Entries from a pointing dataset
━━━━━━━━━━━━━━━━━━━━
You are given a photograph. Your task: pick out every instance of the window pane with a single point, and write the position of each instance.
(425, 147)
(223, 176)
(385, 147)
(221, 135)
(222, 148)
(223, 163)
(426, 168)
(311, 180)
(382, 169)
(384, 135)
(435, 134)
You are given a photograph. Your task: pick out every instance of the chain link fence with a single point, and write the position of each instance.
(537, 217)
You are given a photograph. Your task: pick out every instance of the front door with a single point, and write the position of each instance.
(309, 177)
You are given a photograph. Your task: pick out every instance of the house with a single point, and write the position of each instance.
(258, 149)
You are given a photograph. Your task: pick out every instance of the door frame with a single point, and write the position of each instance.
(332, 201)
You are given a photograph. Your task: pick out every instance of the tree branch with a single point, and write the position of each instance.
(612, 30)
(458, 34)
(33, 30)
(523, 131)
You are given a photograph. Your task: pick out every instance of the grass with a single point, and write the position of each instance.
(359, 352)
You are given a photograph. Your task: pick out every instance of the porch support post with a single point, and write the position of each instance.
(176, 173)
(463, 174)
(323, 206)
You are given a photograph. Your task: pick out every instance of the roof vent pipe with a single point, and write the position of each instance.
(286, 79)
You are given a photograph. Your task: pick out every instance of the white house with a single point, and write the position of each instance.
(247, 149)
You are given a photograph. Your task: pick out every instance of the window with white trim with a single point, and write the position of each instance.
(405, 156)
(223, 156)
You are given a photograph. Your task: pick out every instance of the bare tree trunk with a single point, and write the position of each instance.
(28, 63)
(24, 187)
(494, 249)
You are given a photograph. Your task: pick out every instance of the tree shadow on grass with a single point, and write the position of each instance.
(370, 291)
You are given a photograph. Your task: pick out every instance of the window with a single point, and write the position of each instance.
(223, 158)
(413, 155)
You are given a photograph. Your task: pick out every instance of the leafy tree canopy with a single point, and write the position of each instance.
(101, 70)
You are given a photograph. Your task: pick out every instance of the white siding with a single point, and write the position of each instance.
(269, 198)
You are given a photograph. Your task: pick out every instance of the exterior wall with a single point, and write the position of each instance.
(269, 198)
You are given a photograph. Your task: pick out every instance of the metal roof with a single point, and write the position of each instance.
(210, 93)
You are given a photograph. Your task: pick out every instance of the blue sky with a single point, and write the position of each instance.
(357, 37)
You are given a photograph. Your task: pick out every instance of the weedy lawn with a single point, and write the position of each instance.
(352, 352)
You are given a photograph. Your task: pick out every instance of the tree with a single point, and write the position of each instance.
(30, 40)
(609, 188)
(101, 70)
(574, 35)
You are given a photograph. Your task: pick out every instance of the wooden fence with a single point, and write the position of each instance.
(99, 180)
━━━━━━━━━━━━━━━━━━━━
- _Do this_
Lay out the material above as a two-column CSV with the headers "prompt_text" and "coordinates". Give one row for each line starting "You are given", with that sentence in prompt_text and every coordinate pair listed beneath it in coordinates, each field quoted and any line breaks replaced by spaces.

- _Output of the task_
prompt_text,coordinates
"You are given a photograph. Your task: pick out every instance of the window pane with a single point, and write the position of each instance.","(425, 147) (223, 176) (385, 147) (221, 135) (222, 148) (223, 163) (426, 168) (311, 180) (382, 169) (384, 135) (435, 134)"
"You are given a photograph. Your task: pick out every instance of the chain link fence with a single point, and write the position of each instance.","(537, 217)"
"You are given a photograph. Your task: pick out every instance of the front door with a single point, and write the position of each instance.","(309, 177)"
"You are given a photograph. Your task: pick out every instance of the house with a single point, and write the position of each instance.","(258, 149)"
"You are given a photograph. Your task: pick out every instance of the door frame with a single point, and write the position of each instance.","(332, 201)"
"You are given a photograph. Your task: pick out every instance of the tree branch with a single point, and write the position of each instance.","(612, 30) (458, 34) (33, 30) (523, 131)"
"You are given a photograph. Your task: pick out every instance of the grass with a single point, and write the position of each instance.","(359, 352)"
"You are given a photograph. Your task: pick out every instance of the porch support post with a single point, and write the position of each instance.","(176, 173) (463, 174) (323, 206)"
"You are given a photograph. Your task: pick out every instance of the roof vent pipe with a single point, and write the position of each instance.","(286, 79)"
"You are given a photograph. Your task: pick out every instance of the white house with a single point, and write the position of each instance.","(247, 149)"
"You are given a photograph. Your task: pick out every instance of the window with white trim with a single point, and write the position of each instance.","(405, 156) (223, 156)"
"You are given a photograph. Your task: pick out every instance of the bare tree trunk with a single point, and write the position of each instance.","(28, 63) (24, 187) (494, 249)"
"You are given a photograph. Your task: pick out every instance of the tree shadow on grass with a single point, and write the position of each instance.","(370, 291)"
"You are given a photograph. Your task: pick out every instance of the window with a single point, and write the position of each instance.","(223, 158) (413, 155)"
"You are given a photograph. Your task: pick out every instance of the leafy tree canopy with a single point, and write the position of each instance.","(101, 70)"
"You are given a photograph. Your task: pick out every instance of the white siding with a single point, and write the position of each instance.","(269, 198)"
"You are given a photograph. Your task: pick out every instance of the exterior wall with a single point, and write the position of each instance.","(269, 198)"
"You are given a photograph. Your task: pick out every instance of the metal roof with a single point, and write the position of each instance.","(210, 93)"
"You are given a photograph. Your task: pick out every instance of the blue sky with a single point, and write the position of each instance.","(357, 37)"
"You are given a photograph. Your task: pick out every instance of the weedy lawn with a single point, and write the position of each instance.","(352, 352)"
"You are given a photograph. Your task: pick out every instance of the tree with a single point, and write the position of each instance.","(30, 40) (609, 188) (101, 70) (574, 35)"
"You are given a photograph. Your task: pick out every instance of the wooden fence with a single point, and write the position of each instance.","(99, 180)"